• [Requirements]
In the commentary on Tuesday's election, reproduce the passage from "Anyone get the" up to and including "a good thing?".
::: Text to read :::
November 7, 2014 7:25 AM

Anyone get the number of that truck that hit us on Tuesday?

It’s still too early to be drawing broad conclusions on the long-term impact of Tuesday’s election, but the trends aren’t promising. To be a Democrat today means having to stifle the anger stemming from the knowledge that millions of your compadres stayed home on Election Night. They could be bothered to vote, and so we’re looking at probably the worst, most ideological and mean-sprited Congress in this nation’s history. When your contribution to our political dialogue is Joni Ernst, Thom Tillis, and Cory Gardener, how can you expect any reasonable, thoughtful person to take you seriously? The new crop of Congressional Republicans make Michele Bachmann look like a paragon of sanity…and we’re supposed to believe that a ridiculous, uneducated ideology is a good thing?

In the short term, I do think there are some lessons that can be drawn from the nightmare that was Tuesday night. If nothing else, this sort of postmortem should help provide a bit of perspective at a time when it would be too easy to believe the sky is falling. The next two years likely won’t be as bad as we fear, but the odds of anything positive being accomplished just went from (very) bad to (unbelievably) worse.
::: Records supplied :::
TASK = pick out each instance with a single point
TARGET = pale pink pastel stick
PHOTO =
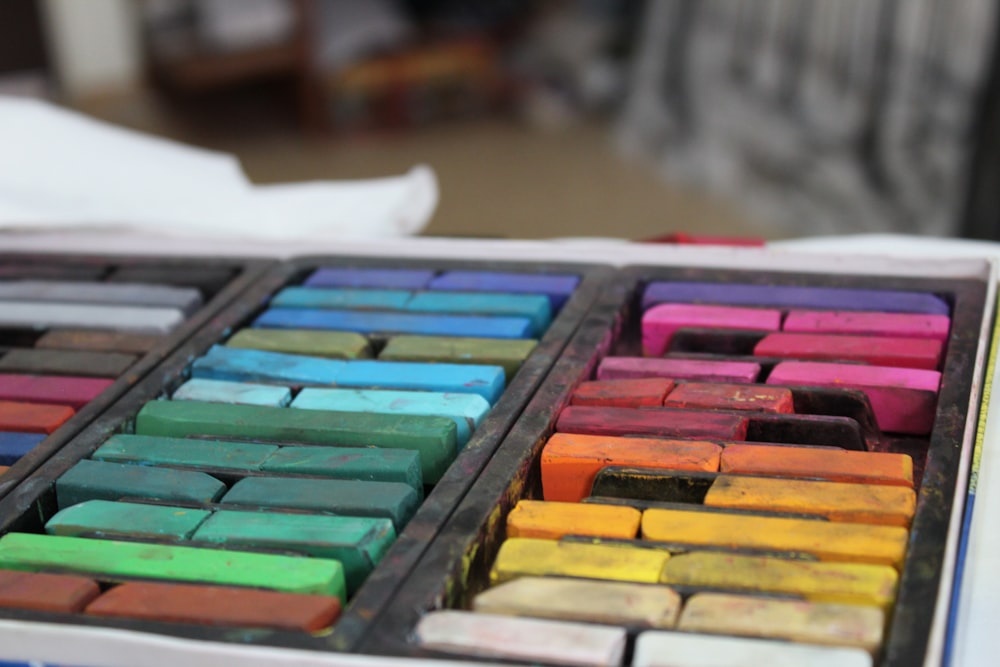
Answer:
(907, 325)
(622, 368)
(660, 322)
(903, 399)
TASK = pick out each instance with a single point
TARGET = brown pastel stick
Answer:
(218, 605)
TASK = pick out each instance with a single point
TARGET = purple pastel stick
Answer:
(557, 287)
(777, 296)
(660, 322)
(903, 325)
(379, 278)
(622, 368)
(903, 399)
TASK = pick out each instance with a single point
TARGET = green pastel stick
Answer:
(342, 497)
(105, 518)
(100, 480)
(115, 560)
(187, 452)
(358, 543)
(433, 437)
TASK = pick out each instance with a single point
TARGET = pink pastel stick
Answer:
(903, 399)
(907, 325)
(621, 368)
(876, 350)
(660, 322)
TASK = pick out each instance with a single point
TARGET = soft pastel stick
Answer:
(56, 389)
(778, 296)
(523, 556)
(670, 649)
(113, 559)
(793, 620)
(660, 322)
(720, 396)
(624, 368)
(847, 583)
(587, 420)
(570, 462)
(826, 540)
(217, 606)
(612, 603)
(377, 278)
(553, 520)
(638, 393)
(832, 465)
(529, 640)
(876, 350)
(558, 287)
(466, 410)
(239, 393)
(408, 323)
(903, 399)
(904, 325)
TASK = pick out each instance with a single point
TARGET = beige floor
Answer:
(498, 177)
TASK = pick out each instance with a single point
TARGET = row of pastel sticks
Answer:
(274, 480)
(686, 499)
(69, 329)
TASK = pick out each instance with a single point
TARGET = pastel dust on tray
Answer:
:::
• [Complete response]
Anyone get the number of that truck that hit us on Tuesday?

It’s still too early to be drawing broad conclusions on the long-term impact of Tuesday’s election, but the trends aren’t promising. To be a Democrat today means having to stifle the anger stemming from the knowledge that millions of your compadres stayed home on Election Night. They could be bothered to vote, and so we’re looking at probably the worst, most ideological and mean-sprited Congress in this nation’s history. When your contribution to our political dialogue is Joni Ernst, Thom Tillis, and Cory Gardener, how can you expect any reasonable, thoughtful person to take you seriously? The new crop of Congressional Republicans make Michele Bachmann look like a paragon of sanity…and we’re supposed to believe that a ridiculous, uneducated ideology is a good thing?